Testo fornito:
━━━━━━━━━━

Ce lo chiediamo e – appunto – non troviamo risposta, oppure ne troviamo tante, alcune piacevoli ed altre meno. Ciascuno in quella risposta trova e riflette sé stesso; chi scrive – anni fa – si ritenne ampiamente ripagato dal commento di un bambino che osservava il lavoro di pulizia di alcune aiuole pubbliche, altri le cercheranno altrove, ognuno dove ritiene più opportuno frugare, forse – come afferma il Vangelo gnostico di Tomaso – rimanendo commossi e turbati quando avranno trovato.

━━━━━━━━━━

Esercizio: Prosegui il testo fornito sulla ricerca di una risposta, ripartendo subito dopo la sua ultima frase.

━━━━━━━━━━

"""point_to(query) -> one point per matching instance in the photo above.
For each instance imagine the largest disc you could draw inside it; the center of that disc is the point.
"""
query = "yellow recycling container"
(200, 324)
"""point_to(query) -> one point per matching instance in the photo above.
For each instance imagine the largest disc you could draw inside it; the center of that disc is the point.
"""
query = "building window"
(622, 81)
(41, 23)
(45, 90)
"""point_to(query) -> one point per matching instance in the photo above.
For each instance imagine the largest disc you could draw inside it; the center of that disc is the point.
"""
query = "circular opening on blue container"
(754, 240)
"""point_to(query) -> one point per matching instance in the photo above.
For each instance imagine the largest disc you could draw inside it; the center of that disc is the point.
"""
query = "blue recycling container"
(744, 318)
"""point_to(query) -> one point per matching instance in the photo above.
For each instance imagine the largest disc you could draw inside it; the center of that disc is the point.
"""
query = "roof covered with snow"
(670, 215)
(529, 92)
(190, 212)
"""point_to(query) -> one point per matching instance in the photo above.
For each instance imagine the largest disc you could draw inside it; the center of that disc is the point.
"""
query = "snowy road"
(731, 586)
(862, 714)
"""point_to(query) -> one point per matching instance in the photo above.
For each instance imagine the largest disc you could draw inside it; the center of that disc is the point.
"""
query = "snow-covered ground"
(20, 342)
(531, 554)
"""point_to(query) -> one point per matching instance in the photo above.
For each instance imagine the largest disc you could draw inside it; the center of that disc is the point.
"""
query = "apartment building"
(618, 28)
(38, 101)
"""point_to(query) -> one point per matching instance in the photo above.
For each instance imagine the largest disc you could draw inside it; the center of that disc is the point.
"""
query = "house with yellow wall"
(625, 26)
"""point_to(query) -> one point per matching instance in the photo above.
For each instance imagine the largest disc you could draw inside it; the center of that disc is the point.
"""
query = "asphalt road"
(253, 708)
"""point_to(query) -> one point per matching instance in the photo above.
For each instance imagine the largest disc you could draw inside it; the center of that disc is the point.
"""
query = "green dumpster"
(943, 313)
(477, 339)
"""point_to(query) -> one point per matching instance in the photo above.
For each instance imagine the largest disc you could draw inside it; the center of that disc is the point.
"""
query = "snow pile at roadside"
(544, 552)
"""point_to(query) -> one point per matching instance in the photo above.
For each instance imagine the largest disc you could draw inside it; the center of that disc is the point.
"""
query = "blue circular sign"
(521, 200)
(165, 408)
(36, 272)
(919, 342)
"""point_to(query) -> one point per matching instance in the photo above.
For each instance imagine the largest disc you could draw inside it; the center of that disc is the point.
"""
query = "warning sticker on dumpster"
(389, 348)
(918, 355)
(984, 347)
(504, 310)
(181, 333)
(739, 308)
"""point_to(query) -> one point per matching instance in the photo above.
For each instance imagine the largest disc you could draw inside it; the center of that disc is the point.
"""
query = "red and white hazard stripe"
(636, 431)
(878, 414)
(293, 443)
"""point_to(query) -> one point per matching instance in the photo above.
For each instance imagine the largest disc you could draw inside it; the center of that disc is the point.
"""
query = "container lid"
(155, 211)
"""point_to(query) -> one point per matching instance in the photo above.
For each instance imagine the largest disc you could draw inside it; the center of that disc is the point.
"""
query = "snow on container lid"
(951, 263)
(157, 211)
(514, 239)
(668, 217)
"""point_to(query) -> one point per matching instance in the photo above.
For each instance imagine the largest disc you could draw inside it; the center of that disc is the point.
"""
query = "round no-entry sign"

━━━━━━━━━━

Risultato dell'esercizio:
A seminar bellezza
Non esiste LA risposta, esista una risposta, che cambia per ciascuno di noi e per ognuno di noi quella di oggi non è detto sarà quella di domani. E allora perché facciamo quello che facciamo? Perché ci ostiniamo a “seminare bellezza” convinti – come il principe Miškin ne “L’Idiota” di Dostoevskij – che salverà il mondo? A me piace pensare che mentre proviamo a salvare il mondo salviamo la nostra anima, perché – al pari del principe Arjuna nella “Bhagavad Gita” – il nostro agire deve essere mosso dalla consapevolezza di un dovere verso noi stessi liberamente assunto piuttosto che dal desiderio di una qualsiasi ricompensa materiale concessa da altri; perché un giorno potremo abbandonare questa esistenza terrena consapevoli di aver fatto il possibile per lasciare questo mondo un po’ migliore di come lo abbiamo trovato; perché solo così facendo potremo alzare gli occhi al cielo e godere dello spettacolo che ogni giorno ci appare davanti agli occhi – uguale ma diverso – come nella immagine che correda questo articolo, scattata dalla signora Cira Lacorte.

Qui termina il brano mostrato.